▶ INSTRUCTIONS TO FOLLOW: Below are the entries; return exactly the line with "Where can the gray" and every later line, without anything else.

****

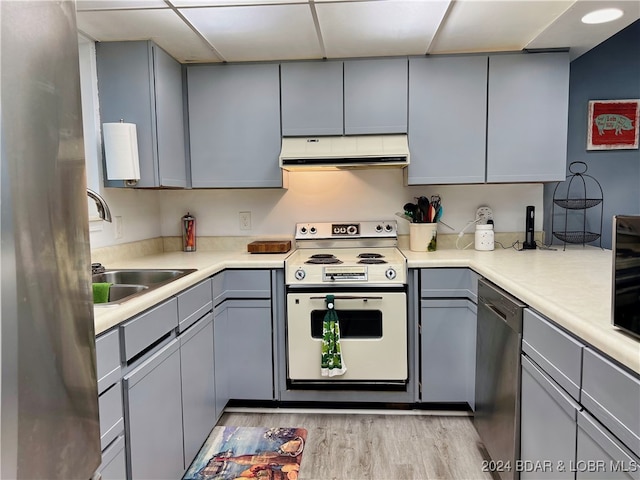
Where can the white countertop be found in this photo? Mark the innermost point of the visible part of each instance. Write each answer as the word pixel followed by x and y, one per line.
pixel 572 287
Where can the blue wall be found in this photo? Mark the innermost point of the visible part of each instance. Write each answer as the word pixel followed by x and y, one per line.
pixel 609 71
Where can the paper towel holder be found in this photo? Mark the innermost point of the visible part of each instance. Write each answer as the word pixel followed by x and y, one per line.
pixel 121 152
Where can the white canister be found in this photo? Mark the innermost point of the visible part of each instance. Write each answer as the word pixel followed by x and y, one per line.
pixel 484 239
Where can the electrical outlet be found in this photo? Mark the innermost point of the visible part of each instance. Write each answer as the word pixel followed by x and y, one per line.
pixel 245 220
pixel 483 214
pixel 117 227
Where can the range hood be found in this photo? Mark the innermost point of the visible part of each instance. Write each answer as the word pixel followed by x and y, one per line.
pixel 344 152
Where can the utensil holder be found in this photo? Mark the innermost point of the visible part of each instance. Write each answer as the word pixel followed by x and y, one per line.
pixel 423 237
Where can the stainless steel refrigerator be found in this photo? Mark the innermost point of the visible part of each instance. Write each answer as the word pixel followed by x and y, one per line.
pixel 49 411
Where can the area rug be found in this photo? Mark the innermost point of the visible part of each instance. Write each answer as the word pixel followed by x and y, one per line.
pixel 249 452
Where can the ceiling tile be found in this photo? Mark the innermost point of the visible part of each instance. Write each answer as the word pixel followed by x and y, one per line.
pixel 82 5
pixel 162 26
pixel 568 30
pixel 374 28
pixel 495 25
pixel 255 33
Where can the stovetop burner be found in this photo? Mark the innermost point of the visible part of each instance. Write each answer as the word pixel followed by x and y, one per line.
pixel 323 259
pixel 370 255
pixel 371 261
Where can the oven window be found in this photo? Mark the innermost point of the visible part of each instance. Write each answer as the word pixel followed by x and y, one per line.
pixel 353 323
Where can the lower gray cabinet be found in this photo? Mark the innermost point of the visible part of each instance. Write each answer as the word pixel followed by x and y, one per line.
pixel 198 391
pixel 153 414
pixel 448 350
pixel 243 351
pixel 114 466
pixel 547 426
pixel 600 455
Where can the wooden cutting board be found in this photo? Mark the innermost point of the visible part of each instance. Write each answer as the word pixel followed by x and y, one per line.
pixel 269 246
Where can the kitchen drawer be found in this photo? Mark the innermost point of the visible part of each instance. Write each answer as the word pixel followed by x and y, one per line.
pixel 612 395
pixel 113 465
pixel 194 303
pixel 108 359
pixel 449 282
pixel 111 422
pixel 146 329
pixel 556 352
pixel 241 284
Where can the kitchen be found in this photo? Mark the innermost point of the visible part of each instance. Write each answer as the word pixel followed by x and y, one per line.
pixel 151 214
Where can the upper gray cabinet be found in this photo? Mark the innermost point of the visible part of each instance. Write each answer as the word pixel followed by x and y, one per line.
pixel 528 117
pixel 375 96
pixel 504 122
pixel 353 97
pixel 234 125
pixel 140 83
pixel 447 119
pixel 312 98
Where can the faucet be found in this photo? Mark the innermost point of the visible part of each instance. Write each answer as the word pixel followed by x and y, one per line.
pixel 101 204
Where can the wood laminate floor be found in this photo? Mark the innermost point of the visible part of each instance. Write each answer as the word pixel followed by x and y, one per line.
pixel 378 446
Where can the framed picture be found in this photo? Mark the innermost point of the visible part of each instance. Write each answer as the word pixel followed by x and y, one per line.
pixel 613 124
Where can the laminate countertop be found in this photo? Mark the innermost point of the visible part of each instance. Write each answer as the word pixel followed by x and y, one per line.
pixel 571 287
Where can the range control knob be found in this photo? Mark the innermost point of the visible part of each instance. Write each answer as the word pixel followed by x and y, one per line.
pixel 390 273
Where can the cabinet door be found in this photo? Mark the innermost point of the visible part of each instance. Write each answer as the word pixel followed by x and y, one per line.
pixel 600 455
pixel 243 350
pixel 198 391
pixel 448 341
pixel 447 120
pixel 172 165
pixel 547 426
pixel 527 117
pixel 375 96
pixel 234 124
pixel 139 83
pixel 312 99
pixel 154 416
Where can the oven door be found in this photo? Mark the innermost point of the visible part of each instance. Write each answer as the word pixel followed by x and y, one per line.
pixel 373 336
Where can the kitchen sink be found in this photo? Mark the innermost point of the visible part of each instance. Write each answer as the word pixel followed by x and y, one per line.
pixel 129 283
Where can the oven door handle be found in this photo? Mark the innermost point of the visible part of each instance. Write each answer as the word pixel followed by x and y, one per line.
pixel 349 297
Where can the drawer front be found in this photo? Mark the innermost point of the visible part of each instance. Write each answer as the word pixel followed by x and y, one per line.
pixel 111 422
pixel 108 359
pixel 241 284
pixel 612 395
pixel 194 303
pixel 449 282
pixel 144 330
pixel 556 352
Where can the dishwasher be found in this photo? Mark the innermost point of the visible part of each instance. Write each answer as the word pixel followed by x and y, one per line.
pixel 497 409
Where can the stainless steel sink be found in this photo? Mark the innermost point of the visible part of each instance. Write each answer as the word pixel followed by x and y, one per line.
pixel 130 283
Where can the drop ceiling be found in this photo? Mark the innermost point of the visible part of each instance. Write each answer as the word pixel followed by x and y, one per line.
pixel 204 31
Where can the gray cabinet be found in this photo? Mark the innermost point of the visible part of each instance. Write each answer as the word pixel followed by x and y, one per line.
pixel 154 416
pixel 234 125
pixel 243 331
pixel 448 343
pixel 140 83
pixel 527 117
pixel 547 426
pixel 602 456
pixel 312 98
pixel 198 390
pixel 375 96
pixel 447 120
pixel 448 335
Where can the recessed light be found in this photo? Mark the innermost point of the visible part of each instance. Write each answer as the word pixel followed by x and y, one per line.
pixel 602 16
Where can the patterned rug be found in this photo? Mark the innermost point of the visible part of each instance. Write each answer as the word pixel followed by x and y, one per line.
pixel 232 453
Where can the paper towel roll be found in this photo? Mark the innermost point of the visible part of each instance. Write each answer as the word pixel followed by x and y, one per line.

****

▶ ANSWER BELOW:
Where can the gray cabinet be found in this photo? Mark the innermost point of the visible part of each instance. Write each answer as the word pixel followed by x and y, one per line.
pixel 154 416
pixel 234 125
pixel 243 331
pixel 448 343
pixel 140 83
pixel 527 117
pixel 547 426
pixel 602 456
pixel 312 98
pixel 198 390
pixel 375 96
pixel 447 120
pixel 448 335
Where can the recessed light be found in this photo? Mark the innermost point of the visible part of each instance. Write each answer as the word pixel followed by x and y, one per line.
pixel 602 16
Where can the patterned rug be found in this photo? Mark the innermost point of the visible part of each instance. Write each answer as the word pixel followed by x and y, one per line.
pixel 232 453
Where can the paper towel roll be found in this photo? Mark the innermost point of the visible part of each instance. Write each answer as the word pixel followed by x and y, one per line.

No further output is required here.